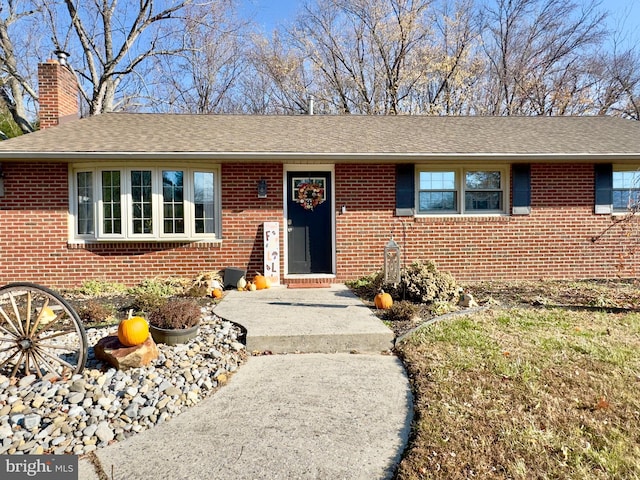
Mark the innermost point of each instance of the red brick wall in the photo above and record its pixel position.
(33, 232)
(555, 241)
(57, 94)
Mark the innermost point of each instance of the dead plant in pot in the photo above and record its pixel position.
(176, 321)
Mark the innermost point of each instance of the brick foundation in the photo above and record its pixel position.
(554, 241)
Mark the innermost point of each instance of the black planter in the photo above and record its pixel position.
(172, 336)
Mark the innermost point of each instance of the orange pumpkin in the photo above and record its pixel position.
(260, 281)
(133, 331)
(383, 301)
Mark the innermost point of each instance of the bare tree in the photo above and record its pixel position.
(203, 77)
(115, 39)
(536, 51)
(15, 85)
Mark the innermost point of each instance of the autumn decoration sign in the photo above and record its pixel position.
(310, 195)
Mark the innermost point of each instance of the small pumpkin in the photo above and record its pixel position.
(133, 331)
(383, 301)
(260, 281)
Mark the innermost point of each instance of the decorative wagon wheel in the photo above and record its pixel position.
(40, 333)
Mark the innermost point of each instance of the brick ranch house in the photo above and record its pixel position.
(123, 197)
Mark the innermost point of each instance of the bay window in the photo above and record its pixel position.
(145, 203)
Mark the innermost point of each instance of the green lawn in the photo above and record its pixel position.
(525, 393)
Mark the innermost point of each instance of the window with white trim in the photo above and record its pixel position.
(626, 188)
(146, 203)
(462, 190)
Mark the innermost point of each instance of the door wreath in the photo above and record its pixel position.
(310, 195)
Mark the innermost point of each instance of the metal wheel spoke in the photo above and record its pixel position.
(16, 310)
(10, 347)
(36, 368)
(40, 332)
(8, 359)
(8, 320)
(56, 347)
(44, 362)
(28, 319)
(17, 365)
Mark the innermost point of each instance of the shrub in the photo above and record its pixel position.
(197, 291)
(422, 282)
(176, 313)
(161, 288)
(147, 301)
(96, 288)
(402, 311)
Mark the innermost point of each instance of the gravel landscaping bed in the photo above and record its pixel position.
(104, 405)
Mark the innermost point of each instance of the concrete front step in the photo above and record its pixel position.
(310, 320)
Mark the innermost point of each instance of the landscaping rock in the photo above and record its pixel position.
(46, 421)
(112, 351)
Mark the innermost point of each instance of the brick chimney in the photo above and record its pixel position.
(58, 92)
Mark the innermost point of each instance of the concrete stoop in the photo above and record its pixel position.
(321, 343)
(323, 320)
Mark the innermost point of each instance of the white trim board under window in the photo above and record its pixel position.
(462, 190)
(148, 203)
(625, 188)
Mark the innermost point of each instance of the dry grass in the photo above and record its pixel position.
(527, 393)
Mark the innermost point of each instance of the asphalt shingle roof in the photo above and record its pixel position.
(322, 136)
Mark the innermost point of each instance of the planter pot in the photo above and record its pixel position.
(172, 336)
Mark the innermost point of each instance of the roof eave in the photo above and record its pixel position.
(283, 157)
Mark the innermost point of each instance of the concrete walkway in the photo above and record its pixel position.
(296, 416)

::::::::

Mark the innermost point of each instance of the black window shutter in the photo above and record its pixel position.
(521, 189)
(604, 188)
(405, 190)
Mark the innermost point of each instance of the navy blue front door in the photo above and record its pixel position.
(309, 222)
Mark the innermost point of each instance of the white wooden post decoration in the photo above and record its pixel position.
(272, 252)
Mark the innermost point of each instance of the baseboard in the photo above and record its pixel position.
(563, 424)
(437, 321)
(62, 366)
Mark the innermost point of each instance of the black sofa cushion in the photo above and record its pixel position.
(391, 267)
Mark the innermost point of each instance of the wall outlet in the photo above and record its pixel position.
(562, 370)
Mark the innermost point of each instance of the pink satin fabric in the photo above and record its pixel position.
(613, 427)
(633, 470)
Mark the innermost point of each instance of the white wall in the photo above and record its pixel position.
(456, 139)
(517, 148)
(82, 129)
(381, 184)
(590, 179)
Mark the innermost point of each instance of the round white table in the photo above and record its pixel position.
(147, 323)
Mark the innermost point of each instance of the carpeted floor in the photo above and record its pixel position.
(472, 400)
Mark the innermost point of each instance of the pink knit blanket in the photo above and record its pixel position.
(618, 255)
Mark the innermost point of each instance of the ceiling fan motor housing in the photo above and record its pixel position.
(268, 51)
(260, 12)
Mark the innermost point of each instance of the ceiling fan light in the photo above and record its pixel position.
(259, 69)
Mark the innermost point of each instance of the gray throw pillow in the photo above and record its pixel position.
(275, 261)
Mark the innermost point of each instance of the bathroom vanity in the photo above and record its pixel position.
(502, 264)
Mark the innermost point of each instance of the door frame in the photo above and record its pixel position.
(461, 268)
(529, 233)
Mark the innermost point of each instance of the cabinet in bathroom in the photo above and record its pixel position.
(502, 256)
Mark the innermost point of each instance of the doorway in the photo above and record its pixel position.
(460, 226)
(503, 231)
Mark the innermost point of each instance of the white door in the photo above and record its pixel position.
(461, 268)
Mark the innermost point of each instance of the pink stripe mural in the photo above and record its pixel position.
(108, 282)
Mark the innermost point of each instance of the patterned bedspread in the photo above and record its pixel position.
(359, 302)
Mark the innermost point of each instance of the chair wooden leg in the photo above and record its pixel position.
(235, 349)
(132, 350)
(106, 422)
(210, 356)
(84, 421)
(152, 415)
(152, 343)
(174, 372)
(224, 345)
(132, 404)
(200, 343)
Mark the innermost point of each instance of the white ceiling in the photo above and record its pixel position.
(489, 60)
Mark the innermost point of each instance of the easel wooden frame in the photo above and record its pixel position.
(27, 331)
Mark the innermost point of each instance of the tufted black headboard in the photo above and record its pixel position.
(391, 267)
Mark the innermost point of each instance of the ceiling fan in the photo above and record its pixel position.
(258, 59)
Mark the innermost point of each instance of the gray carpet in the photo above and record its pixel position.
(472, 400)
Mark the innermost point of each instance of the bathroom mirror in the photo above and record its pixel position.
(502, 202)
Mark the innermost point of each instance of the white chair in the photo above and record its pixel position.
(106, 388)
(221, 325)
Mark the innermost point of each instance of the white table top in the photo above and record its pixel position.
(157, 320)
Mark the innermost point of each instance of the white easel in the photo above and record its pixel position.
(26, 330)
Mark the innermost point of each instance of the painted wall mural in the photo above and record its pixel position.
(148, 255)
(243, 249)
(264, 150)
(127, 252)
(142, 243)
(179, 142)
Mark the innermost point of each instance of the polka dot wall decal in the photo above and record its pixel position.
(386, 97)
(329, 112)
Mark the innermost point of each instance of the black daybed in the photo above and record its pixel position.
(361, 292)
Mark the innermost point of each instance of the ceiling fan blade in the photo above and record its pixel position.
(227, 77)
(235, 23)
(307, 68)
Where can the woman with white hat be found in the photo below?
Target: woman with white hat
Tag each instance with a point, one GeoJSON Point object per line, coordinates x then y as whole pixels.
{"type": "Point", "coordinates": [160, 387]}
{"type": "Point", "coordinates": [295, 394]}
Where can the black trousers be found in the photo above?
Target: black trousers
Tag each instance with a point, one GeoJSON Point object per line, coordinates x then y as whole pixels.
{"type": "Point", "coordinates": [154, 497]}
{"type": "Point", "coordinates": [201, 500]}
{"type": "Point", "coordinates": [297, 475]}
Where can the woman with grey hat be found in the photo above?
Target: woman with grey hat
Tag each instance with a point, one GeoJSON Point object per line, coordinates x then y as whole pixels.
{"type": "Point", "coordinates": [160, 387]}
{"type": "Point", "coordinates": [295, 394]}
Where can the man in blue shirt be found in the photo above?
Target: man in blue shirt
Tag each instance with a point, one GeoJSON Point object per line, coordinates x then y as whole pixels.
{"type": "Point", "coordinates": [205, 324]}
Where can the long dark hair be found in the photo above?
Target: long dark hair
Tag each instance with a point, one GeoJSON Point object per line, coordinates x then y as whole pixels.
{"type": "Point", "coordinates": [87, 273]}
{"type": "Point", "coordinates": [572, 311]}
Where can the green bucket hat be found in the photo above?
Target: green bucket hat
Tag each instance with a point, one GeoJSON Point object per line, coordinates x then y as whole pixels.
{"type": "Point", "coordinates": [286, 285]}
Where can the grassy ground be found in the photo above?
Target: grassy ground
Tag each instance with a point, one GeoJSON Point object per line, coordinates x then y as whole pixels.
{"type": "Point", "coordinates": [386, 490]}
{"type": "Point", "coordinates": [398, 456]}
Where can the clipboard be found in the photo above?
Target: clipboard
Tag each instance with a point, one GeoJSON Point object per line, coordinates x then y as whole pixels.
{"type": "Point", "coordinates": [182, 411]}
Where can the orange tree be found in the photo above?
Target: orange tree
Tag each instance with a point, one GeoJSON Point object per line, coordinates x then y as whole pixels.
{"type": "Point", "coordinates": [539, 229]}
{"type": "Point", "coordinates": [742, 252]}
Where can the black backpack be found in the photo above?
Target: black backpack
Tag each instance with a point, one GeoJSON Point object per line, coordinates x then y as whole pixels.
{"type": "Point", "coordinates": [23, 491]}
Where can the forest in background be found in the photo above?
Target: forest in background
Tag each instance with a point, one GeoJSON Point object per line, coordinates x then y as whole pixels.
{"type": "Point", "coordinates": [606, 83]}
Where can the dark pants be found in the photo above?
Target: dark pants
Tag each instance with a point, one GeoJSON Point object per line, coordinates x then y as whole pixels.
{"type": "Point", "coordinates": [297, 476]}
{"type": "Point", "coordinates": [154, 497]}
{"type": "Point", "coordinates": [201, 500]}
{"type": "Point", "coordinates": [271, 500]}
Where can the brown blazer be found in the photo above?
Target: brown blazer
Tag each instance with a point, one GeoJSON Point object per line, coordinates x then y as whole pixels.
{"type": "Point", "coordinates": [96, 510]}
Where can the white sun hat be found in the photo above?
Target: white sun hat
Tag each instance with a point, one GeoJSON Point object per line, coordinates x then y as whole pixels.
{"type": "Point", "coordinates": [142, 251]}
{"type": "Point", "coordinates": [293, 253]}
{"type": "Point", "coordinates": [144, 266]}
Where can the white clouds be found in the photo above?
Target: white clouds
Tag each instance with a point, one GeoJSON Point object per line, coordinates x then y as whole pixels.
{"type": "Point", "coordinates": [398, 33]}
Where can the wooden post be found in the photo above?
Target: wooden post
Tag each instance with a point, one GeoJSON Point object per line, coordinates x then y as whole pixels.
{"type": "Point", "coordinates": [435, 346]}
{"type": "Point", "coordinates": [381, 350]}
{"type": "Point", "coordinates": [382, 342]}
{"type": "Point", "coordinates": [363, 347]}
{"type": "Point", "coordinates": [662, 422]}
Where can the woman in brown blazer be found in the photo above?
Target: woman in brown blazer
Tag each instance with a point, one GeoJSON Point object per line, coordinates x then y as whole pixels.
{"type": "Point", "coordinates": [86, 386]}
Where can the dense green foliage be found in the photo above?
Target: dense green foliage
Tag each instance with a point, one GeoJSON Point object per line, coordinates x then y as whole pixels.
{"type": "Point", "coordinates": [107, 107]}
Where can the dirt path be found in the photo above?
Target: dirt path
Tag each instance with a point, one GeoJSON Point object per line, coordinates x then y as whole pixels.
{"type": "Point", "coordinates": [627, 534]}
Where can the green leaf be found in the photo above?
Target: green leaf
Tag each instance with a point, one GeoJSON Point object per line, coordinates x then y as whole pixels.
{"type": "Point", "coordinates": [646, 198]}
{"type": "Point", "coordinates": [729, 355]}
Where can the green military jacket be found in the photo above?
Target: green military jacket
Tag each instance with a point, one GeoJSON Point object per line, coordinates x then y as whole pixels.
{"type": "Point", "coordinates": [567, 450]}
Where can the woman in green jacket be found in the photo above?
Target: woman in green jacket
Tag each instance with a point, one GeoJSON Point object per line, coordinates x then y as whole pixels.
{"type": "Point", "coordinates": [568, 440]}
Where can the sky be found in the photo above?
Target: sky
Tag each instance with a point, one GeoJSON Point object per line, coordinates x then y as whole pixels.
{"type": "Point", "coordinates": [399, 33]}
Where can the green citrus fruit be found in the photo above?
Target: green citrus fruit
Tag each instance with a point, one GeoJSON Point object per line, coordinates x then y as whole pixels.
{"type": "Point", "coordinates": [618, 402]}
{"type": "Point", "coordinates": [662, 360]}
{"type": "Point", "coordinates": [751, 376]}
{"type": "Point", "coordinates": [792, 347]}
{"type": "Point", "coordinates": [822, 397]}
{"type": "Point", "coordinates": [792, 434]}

::::::::

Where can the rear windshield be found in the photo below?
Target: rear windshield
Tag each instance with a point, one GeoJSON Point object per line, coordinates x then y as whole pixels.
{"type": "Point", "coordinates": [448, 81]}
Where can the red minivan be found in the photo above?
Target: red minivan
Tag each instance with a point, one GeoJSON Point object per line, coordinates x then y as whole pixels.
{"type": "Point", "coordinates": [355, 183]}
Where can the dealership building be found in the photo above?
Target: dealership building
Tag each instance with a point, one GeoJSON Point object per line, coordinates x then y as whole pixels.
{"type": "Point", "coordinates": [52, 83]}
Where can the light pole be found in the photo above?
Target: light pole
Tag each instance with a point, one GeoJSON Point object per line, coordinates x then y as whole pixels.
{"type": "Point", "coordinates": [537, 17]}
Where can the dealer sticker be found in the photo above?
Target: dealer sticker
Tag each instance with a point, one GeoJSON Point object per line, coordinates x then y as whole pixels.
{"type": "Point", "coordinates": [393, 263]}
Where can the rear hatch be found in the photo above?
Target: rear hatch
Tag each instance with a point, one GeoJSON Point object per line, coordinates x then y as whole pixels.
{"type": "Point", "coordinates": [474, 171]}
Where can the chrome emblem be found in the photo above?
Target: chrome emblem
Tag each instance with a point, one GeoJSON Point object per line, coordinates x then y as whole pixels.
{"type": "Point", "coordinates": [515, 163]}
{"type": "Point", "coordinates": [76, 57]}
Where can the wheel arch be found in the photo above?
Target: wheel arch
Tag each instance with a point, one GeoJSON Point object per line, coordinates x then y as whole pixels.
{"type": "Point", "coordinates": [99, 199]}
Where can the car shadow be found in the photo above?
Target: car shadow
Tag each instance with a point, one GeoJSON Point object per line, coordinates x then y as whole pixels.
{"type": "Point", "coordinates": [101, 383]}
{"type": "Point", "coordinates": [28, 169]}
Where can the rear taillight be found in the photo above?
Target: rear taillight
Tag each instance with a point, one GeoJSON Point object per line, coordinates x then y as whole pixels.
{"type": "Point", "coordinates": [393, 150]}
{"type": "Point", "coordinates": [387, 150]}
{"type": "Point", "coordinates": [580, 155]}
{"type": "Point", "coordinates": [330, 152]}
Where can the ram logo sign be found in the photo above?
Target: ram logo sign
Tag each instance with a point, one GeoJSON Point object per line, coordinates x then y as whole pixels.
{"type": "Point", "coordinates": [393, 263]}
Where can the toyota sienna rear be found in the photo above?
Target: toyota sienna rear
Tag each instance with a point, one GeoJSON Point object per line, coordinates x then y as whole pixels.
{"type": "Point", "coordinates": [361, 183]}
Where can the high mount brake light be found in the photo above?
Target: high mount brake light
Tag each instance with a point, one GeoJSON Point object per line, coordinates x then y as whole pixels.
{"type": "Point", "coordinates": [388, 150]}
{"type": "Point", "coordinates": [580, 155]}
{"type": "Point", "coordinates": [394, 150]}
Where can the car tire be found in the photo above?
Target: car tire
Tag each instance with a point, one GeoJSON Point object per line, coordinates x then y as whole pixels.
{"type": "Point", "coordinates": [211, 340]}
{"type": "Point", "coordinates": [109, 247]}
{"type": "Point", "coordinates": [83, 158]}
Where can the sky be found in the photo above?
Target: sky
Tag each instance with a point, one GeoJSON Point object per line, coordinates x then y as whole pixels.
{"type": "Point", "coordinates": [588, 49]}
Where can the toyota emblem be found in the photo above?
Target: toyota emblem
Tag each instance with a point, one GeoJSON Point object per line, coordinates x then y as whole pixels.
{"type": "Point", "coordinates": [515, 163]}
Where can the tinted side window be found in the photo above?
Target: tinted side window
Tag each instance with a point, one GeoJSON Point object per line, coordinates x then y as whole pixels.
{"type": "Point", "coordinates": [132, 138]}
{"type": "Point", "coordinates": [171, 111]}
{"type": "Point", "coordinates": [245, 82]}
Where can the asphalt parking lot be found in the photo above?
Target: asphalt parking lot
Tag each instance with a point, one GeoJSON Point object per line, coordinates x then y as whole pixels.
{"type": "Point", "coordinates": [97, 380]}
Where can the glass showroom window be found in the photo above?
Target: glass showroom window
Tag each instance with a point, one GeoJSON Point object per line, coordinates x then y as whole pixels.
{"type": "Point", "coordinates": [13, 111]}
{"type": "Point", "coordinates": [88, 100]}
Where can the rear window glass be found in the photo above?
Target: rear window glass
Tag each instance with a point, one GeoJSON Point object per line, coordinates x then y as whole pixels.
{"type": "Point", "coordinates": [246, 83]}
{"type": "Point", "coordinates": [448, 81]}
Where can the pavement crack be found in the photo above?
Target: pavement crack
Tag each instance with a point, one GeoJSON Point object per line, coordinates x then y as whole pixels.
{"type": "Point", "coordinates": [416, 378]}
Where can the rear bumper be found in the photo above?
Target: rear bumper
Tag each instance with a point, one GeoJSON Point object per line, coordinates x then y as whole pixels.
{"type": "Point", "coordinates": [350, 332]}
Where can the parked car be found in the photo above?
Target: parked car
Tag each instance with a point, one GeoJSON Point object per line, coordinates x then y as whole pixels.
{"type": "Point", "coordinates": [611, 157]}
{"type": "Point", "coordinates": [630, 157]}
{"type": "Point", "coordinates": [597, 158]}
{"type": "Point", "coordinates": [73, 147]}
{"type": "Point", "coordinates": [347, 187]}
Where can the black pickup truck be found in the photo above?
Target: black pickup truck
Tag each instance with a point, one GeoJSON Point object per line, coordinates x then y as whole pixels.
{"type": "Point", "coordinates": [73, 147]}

::::::::

- [Task to complete]:
Copy out each line of the data that includes the string "sienna".

- [Exercise output]:
Where can the toyota sienna rear be found in the photo above?
Target: toyota sienna rear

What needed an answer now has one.